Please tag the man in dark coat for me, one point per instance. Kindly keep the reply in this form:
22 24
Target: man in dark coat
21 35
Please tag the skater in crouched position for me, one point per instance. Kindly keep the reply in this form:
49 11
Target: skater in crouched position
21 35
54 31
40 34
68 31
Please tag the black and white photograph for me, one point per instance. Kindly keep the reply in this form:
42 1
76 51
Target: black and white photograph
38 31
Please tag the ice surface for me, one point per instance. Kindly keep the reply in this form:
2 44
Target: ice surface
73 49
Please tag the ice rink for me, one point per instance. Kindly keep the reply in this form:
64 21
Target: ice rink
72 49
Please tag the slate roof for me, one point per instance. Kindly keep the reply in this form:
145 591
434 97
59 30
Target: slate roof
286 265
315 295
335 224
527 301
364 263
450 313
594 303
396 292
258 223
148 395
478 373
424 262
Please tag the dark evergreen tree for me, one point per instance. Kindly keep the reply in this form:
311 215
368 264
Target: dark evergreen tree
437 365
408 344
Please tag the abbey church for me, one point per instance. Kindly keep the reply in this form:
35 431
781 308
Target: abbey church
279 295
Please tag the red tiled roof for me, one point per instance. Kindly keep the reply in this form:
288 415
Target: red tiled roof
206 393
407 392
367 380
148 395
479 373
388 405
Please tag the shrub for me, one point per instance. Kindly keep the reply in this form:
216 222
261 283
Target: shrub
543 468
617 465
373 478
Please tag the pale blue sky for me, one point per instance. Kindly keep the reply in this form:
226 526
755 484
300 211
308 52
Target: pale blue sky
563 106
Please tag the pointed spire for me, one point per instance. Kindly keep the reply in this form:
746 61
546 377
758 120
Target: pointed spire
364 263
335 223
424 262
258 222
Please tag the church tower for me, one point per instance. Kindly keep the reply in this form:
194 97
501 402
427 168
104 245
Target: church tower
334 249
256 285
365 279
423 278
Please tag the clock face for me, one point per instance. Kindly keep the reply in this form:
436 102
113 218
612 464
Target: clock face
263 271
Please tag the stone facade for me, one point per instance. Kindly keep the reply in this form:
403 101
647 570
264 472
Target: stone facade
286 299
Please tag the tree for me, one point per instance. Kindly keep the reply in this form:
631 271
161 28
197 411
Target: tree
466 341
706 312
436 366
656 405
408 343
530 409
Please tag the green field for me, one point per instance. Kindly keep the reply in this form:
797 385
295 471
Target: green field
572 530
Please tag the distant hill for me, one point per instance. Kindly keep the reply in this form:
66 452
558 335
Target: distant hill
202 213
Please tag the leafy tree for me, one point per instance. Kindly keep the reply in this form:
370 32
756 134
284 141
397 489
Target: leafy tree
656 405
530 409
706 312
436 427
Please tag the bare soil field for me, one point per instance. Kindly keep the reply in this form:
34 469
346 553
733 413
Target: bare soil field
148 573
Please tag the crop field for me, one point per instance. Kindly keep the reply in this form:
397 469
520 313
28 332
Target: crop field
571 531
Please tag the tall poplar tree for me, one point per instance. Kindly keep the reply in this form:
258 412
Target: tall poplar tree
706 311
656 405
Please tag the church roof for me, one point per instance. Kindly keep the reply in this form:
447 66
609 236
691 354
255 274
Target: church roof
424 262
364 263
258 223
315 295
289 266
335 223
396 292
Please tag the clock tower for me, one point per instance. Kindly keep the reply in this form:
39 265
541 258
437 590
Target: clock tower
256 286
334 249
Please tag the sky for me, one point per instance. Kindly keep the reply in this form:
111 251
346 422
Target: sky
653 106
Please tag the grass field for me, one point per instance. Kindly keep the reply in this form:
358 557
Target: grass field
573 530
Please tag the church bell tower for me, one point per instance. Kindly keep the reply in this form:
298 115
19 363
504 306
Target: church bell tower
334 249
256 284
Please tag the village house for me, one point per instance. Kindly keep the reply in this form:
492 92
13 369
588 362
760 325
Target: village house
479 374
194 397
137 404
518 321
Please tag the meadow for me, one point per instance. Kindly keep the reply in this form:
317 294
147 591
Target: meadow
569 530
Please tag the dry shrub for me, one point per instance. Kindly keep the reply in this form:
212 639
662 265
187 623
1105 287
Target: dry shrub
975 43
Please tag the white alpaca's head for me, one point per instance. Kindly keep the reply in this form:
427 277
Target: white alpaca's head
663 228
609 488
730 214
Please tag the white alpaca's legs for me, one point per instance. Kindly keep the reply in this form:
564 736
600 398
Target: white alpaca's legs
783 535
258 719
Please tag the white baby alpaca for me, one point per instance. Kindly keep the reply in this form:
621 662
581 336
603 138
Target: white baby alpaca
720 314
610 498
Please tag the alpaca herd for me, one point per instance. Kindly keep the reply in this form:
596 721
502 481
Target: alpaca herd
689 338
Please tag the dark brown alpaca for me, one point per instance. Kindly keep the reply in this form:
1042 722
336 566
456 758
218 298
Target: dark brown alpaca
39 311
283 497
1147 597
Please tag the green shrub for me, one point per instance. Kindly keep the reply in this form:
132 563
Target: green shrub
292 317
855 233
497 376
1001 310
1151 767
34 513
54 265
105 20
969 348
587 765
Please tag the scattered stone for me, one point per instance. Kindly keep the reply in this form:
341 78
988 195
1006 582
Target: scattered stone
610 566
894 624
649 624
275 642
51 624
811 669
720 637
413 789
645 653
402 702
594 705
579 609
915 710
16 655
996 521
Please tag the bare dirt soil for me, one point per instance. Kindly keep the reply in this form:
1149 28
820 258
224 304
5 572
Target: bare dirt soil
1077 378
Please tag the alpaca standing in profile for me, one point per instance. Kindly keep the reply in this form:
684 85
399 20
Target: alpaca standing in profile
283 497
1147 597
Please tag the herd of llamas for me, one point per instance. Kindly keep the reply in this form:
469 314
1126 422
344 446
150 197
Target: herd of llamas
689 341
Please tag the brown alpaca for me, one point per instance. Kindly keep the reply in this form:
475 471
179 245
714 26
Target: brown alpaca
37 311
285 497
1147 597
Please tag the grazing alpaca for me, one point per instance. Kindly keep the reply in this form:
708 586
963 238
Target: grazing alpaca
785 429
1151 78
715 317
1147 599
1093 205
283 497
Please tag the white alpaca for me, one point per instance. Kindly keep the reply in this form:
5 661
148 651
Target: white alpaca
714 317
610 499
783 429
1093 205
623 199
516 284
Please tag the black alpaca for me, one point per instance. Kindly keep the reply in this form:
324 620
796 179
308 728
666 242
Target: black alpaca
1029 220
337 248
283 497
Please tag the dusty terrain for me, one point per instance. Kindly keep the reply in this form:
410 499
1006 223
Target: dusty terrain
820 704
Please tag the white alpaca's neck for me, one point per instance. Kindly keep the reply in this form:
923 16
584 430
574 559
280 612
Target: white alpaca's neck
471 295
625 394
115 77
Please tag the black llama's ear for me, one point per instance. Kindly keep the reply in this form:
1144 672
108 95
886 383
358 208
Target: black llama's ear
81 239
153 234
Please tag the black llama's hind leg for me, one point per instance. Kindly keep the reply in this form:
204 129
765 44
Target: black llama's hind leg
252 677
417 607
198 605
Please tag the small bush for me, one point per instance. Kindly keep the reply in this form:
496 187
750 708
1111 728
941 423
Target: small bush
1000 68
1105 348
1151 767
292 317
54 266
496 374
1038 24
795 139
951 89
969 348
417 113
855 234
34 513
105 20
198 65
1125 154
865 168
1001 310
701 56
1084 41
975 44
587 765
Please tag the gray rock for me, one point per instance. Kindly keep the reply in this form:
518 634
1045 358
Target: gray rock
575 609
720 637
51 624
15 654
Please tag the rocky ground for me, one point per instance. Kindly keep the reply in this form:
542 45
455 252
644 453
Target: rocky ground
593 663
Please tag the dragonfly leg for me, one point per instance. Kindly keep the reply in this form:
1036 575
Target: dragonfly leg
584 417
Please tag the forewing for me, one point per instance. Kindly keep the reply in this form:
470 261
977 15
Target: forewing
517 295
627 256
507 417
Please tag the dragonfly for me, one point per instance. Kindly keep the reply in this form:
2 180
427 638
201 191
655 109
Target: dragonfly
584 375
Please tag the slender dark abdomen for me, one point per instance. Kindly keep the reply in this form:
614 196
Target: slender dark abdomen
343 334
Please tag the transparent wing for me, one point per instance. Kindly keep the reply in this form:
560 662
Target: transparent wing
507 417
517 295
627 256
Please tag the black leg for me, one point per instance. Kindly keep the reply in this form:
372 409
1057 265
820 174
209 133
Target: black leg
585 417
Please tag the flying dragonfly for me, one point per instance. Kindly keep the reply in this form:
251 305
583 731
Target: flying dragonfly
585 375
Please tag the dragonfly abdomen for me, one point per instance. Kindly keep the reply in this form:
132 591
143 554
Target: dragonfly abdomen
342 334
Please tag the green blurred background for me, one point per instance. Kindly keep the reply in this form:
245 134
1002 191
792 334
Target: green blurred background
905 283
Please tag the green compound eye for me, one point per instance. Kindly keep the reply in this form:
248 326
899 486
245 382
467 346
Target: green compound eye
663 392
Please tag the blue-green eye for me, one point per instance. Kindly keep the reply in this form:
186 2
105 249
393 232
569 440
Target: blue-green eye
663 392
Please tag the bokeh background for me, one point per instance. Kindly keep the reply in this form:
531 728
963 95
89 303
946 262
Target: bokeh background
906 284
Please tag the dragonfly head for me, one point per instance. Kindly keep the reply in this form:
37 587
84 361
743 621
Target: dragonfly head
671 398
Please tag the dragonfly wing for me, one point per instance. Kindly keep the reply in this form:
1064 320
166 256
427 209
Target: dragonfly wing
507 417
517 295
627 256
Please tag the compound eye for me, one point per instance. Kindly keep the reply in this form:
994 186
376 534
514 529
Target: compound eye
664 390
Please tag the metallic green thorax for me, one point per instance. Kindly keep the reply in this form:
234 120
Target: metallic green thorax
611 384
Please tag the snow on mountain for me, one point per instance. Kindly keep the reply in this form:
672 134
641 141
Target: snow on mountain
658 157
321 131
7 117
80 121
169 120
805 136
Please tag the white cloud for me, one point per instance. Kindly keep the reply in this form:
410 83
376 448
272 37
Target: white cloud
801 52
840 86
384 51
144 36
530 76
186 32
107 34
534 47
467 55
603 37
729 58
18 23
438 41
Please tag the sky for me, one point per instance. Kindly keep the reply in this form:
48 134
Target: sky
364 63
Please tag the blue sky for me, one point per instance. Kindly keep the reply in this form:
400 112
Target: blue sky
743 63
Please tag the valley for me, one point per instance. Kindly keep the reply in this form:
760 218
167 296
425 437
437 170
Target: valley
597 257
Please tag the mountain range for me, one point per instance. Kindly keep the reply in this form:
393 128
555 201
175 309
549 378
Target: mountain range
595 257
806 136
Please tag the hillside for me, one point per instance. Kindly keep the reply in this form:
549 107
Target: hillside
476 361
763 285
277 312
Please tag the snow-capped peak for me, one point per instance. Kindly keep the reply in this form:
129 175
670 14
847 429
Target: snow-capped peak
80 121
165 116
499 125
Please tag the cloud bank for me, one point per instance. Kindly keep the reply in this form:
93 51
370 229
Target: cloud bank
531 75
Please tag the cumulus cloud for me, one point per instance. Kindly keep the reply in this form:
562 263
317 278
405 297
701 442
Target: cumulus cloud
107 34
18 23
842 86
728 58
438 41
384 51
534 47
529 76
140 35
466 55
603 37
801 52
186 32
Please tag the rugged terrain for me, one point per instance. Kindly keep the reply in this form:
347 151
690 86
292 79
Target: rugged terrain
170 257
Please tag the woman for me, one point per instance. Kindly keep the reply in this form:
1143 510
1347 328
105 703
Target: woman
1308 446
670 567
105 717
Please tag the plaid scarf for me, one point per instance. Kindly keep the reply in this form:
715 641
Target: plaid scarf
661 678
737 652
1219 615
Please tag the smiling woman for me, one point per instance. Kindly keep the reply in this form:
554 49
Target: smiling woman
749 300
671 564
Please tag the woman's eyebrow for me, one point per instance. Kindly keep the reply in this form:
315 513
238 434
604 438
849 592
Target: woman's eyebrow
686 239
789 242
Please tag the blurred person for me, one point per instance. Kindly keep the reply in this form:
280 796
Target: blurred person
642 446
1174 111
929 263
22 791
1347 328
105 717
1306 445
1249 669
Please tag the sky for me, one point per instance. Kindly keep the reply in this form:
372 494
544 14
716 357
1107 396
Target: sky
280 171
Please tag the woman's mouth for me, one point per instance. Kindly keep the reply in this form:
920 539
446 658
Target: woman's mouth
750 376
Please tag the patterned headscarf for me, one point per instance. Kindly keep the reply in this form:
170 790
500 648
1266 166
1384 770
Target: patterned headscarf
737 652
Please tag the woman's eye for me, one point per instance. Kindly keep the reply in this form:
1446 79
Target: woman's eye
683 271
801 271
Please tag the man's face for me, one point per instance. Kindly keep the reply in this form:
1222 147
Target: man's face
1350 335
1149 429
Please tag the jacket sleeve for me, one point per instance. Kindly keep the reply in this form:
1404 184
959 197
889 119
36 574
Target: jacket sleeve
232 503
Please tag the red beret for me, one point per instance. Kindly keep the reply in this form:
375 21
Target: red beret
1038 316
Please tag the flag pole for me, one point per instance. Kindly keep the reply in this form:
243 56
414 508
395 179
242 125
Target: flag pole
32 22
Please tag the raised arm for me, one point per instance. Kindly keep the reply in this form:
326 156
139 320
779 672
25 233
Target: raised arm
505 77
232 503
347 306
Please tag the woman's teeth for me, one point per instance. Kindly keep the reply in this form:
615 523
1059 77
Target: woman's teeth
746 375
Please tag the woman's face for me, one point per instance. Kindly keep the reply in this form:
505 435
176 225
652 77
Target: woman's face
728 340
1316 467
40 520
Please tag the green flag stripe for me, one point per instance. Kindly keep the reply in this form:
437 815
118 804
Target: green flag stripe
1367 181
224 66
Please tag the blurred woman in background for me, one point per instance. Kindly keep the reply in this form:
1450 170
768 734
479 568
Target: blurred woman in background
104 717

···

Return only the lines running from the line with "Please tag the raised" to the last line of the records, both included, exactly as written.

Please tag the raised arm for me, one point per instance. Kindly keep the reply in this form:
326 156
139 320
779 672
25 233
Target: raised arm
505 77
232 503
347 306
Please tag the woman's teeth for me, one point per instance. Kindly keep the reply in this form:
615 523
1059 77
Target: woman's teeth
746 375
Please tag the woman's face for me, one point per instance. Kindly keep the reply in this form:
505 435
176 225
652 77
Target: woman's face
728 340
1316 467
40 520
Please tag the green flag stripe for me, one point per instance. Kindly keep the reply in this form:
437 815
118 804
Target: green flag stripe
1367 181
224 66
Please tag the blurred woman in background for me, one point per instance. Kindly keep the reply in this form:
1450 170
768 734
479 568
Target: blurred woman in background
104 717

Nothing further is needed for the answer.